------ PAGE EXCERPT
Reputation: 509
I am trying to extract all the noun phrases from French sentences using Spacy. My code appears not to be working well in all the cases I tried. For example,
nlp = spacy.load("fr_core_news_sm")
doc = nlp("Il y a plusieurs petits restaurants dans cette ville.")
for chunk in doc.noun_chunks:
print(chunk)
returns
[Il y a plusieurs petits restaurants dans cette ville.]
as the noun phrase, this appears to be incorrect as the noun phrase here is petits restaurants dans cette ville
.
When I tried other sets of phrases, such as J'ai trouvé une jolie petite chambre.
, it returned 3 phrases, [J' , une jolie, petite chambre]
which seems not to be correct also
Lastly, with Les deux dernières semaines, il était à Paris..
it returned [Les deux dernières semaines, il]
which appears to be correct.
------------
> _CHALLENGES_
**1)** Restate the spaCy noun-phrase post, starting with "Reputation: 509" and going on through "print(chunk)", swapping "French sentences" for "French texts".
**2)** Pick up the spaCy noun-phrase post after its final sentence and carry it further.
------ MATERIAL
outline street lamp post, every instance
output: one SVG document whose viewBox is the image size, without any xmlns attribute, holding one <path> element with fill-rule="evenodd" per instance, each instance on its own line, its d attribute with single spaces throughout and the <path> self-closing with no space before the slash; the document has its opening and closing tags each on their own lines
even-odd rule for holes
------------
> _RESPONSE LIST_
**1)**
Reputation: 509
I am trying to extract all the noun phrases from French texts using Spacy. My code appears not to be working well in all the cases I tried. For example,
nlp = spacy.load("fr_core_news_sm")
doc = nlp("Il y a plusieurs petits restaurants dans cette ville.")
for chunk in doc.noun_chunks:
print(chunk)

**2)**
I would appreciate any help or guidance on how to ensure the code works correctly for the first two examples also.
Upvotes: 0
Views: 447
Reputation: 2126
First try updating your version of SpaCy
pip install spacy --upgrade
Change your model from small fr_core_news_sm
to a larger one such as fr_core_news_lg
To install:
-python -m spacy download fr_core_news_lg
or directly pip install from SpaCy's model repository e.g.
pip install https://github.com/explosion/spacy-models/releases/download/fr_core_news_lg-2.3.0/fr_core_news_lg-2.3.0.tar.gz
Larger models typically have better accuracy on most NLP tasks.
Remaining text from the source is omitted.